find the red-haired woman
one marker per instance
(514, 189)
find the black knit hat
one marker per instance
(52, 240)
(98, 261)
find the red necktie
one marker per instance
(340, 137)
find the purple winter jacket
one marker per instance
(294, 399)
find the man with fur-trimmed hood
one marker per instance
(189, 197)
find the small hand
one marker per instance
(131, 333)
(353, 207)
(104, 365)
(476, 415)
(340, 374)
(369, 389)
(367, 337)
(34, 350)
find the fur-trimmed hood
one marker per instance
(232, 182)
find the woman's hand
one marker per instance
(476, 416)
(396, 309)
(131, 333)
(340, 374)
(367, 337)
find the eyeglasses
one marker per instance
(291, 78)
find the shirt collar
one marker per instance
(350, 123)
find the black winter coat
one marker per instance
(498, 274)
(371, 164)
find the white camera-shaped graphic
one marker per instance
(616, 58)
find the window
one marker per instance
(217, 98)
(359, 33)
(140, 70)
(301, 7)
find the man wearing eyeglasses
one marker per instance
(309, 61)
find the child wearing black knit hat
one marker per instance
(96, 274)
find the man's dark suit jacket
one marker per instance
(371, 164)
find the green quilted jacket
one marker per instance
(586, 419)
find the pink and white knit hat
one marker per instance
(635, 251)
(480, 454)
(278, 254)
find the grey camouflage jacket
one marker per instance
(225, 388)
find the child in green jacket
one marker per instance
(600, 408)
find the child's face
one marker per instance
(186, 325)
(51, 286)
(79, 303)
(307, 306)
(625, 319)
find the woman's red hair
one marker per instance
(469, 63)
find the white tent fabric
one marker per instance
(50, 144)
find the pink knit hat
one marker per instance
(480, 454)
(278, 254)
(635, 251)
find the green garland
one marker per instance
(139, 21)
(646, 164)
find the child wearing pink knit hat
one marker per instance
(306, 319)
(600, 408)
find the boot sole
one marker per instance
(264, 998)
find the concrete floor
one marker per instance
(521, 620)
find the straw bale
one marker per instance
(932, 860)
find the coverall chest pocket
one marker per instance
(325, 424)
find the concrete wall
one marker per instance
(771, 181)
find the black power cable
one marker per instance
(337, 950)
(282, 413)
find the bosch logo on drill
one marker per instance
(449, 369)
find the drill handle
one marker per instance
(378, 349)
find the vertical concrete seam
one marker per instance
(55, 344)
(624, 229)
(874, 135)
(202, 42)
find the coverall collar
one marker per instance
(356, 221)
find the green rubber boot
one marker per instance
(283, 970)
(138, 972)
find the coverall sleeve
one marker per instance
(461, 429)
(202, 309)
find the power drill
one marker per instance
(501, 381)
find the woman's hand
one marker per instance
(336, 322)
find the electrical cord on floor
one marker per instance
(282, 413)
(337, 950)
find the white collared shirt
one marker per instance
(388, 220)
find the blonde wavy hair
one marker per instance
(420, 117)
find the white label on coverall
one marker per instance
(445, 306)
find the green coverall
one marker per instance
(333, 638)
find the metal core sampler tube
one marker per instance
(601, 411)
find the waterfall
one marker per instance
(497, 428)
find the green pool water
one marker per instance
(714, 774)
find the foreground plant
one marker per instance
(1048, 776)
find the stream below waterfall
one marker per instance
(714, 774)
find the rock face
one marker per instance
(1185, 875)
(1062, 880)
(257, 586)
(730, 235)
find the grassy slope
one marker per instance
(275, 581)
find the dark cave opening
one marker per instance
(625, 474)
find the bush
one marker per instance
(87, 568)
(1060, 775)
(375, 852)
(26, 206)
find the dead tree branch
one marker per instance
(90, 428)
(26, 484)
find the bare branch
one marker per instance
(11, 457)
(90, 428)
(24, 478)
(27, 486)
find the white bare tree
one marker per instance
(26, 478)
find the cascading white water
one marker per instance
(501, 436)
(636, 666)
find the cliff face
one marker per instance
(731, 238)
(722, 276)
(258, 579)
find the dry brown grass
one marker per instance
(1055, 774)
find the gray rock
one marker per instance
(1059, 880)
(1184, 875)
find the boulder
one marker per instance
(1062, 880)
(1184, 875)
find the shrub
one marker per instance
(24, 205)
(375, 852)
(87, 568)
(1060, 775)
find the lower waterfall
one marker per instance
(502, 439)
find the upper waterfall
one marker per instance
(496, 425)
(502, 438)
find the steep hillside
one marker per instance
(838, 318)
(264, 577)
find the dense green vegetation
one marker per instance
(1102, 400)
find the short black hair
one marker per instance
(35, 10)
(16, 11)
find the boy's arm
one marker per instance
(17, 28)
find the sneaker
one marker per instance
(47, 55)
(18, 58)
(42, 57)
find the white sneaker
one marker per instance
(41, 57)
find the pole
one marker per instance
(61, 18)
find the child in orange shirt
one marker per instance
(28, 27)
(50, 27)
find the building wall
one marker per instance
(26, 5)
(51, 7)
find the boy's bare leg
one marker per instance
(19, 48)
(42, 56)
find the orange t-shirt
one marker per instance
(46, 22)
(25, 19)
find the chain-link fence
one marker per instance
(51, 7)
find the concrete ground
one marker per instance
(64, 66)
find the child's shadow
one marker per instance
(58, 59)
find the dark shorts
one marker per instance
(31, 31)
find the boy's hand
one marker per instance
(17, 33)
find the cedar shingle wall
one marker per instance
^^^^^^^^
--- What is required ---
Where a line in the records above contains the string "white", return that line.

--- Result ---
find the white camera-shaped graphic
find the pink and white knit hat
find the white tent fabric
find the white collared shirt
find the white label on coverall
find the white bare tree
find the cascading white water
find the white sneaker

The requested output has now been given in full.